* **Record extracts**:
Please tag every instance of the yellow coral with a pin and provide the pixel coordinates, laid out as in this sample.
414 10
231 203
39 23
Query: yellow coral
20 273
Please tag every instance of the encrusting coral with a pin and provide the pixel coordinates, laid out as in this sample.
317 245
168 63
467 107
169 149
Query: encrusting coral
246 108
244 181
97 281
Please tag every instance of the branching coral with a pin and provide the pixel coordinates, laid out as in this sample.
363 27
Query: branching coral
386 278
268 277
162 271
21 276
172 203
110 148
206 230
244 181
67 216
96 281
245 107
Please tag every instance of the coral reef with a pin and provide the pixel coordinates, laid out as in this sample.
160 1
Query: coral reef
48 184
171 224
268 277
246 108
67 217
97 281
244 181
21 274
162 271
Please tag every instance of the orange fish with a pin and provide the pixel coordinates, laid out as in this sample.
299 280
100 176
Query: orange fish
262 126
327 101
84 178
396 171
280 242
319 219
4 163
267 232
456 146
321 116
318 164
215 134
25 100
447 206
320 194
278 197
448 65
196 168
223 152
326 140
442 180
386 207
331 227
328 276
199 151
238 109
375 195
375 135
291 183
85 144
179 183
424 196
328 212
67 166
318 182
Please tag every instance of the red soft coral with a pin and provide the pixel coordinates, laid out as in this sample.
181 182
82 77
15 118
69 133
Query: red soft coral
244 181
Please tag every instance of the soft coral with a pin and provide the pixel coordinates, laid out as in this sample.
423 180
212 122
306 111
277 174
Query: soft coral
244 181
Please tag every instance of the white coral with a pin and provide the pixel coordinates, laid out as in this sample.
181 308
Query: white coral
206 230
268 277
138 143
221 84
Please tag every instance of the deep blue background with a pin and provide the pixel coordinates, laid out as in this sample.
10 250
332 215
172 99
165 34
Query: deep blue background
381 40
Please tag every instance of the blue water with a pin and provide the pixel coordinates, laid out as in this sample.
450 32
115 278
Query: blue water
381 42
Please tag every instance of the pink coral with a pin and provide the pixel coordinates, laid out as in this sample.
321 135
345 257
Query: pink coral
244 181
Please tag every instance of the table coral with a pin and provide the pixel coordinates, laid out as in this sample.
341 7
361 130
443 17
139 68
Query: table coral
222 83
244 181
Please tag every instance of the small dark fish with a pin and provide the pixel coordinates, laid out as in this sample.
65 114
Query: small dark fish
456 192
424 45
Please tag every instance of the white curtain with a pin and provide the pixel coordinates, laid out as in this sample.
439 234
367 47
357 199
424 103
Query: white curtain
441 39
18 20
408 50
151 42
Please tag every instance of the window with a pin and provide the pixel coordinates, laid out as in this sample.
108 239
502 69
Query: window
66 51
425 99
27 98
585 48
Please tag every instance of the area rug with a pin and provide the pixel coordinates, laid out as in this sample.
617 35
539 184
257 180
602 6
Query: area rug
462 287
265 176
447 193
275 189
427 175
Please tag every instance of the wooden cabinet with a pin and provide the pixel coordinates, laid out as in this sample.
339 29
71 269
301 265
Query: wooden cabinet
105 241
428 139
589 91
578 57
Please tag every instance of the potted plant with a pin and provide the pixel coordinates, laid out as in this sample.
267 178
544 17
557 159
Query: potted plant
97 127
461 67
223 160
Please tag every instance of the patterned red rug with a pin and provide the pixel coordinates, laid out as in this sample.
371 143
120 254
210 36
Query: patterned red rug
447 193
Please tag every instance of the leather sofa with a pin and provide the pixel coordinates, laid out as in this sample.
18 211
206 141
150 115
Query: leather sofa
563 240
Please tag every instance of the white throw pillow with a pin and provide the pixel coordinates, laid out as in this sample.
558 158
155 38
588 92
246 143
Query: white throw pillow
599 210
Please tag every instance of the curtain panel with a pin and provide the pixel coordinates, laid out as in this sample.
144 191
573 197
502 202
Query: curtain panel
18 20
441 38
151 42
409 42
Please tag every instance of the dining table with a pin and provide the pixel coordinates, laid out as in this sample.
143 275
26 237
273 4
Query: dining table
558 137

* **What needs to be done**:
Nothing in the listing may be left out; repeat it all exactly.

* **Solution for this exercise**:
Please tag every instance of the yellow coral with a pin and provide the pixel coordinates, laid out as in this sample.
414 10
231 203
39 23
Query: yellow coral
20 273
Please tag every instance of the encrusting coral with a pin and provide the pixel coordinates, laid out as in this sample.
317 245
168 63
467 107
169 149
Query: encrusting coral
246 108
244 181
97 281
Please tag every instance of the branching coral with a pin and provide the pixel coordinates, laid out as in this sample.
363 27
Query: branching coral
386 278
268 277
162 271
21 276
172 203
110 148
206 230
244 181
67 216
96 281
245 107
Please tag every instance of the coral reef with a pin and provide the pixel coordinates, laid out as in this sample.
160 1
Query: coral reef
48 184
171 224
268 277
246 108
67 217
97 281
244 181
21 274
162 271
Please tag every instance of the orange fish with a pin and provide the pixel coordinates, laid out as in this sample.
299 280
100 176
Query: orange fish
262 126
327 101
84 178
396 171
280 242
319 219
4 163
267 232
456 146
321 116
318 164
215 134
25 100
447 206
320 194
278 197
448 65
196 168
223 152
326 140
442 180
386 207
331 227
328 276
199 151
238 109
375 195
375 135
291 183
85 144
179 183
424 196
328 212
67 166
318 182
Please tag every instance of the red soft coral with a pin and provide the pixel coordinates, laid out as in this sample.
181 182
82 77
15 118
69 133
Query: red soft coral
244 181
Please tag every instance of the soft coral with a pin and provide the pixel coordinates, laid out as in this sample.
423 180
212 122
306 111
277 174
Query: soft coral
244 181
Please tag every instance of the white coral with a pin and provide the pixel coordinates, laid out as in this sample.
181 308
Query: white coral
206 230
268 277
138 143
221 84
Please tag every instance of the deep blue background with a pin and provide the pixel coordinates, laid out as in this sample.
10 250
332 215
172 99
165 34
Query: deep blue background
381 40
Please tag every instance of the blue water with a pin and provide the pixel coordinates, laid out as in this sample.
450 32
115 278
Query: blue water
381 42
Please tag every instance of the pink coral with a pin and provide the pixel coordinates, laid out as in this sample.
321 135
345 257
Query: pink coral
244 181
Please tag every instance of the table coral with a pin and provide the pixel coordinates, laid out as in this sample.
341 7
361 130
443 17
139 68
Query: table coral
222 83
244 181
Please tag every instance of the small dark fish with a pin and provide the pixel coordinates, laid out as in this sample.
65 114
Query: small dark fish
456 192
424 45
Please tag every instance of the white curtain with a pin and provide the pixel coordinates, laid out as in this sample.
439 234
367 47
357 199
424 103
Query: white curtain
441 39
18 20
408 50
151 42
Please tag every instance of the window with a pin and provide the pixel coordinates, laid out as in this sample.
108 239
502 69
Query: window
66 51
425 99
27 98
585 48
Please tag every instance of the area rug with a pin and provide the pixel coordinates, laid out as in this sample.
617 35
539 184
257 180
602 6
Query: area rug
462 287
265 176
447 193
275 189
427 175
Please tag every instance of the wooden cabinet with a pin and provide the pixel coordinates, laid out as in this sample.
339 29
71 269
301 265
Query: wooden cabinet
105 241
428 139
589 91
578 57
Please tag every instance of the potted plant with a pin and provide the pixel coordinates, laid out as in this sample.
267 178
544 17
557 159
Query: potted plant
97 127
461 67
223 160
Please tag every instance of the patterned red rug with a pin and provide the pixel coordinates, laid out as in this sample.
371 143
120 254
210 36
Query: patterned red rug
447 193
Please tag every instance of the leather sofa with a pin and provide the pixel coordinates, laid out as in this sample.
18 211
206 141
150 115
Query: leather sofa
563 240
Please tag every instance of the white throw pillow with a pin and provide the pixel coordinates, laid out as in this sample.
558 158
155 38
588 92
246 143
Query: white throw pillow
599 210
Please tag every instance of the curtain panel with a pin and provide the pixel coordinates, laid out as in this sample.
144 191
573 197
502 202
Query: curtain panel
18 20
441 38
151 42
409 42
Please tag every instance of the dining table with a pin and provide the pixel coordinates, laid out as in this sample.
143 275
26 237
273 4
Query: dining table
558 137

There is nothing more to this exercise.